# EXERCISE AIM
Would you transcribe the records word for word, please?

# DATA UNDER STUDY

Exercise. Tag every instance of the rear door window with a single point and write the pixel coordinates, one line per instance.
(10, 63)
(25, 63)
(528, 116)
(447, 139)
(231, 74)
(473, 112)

# WRITTEN SOLUTION
Exercise. Tag every instance of the rear door window with a single point and write the pixel coordinates, one line per instance.
(10, 63)
(25, 63)
(528, 116)
(447, 139)
(231, 74)
(473, 112)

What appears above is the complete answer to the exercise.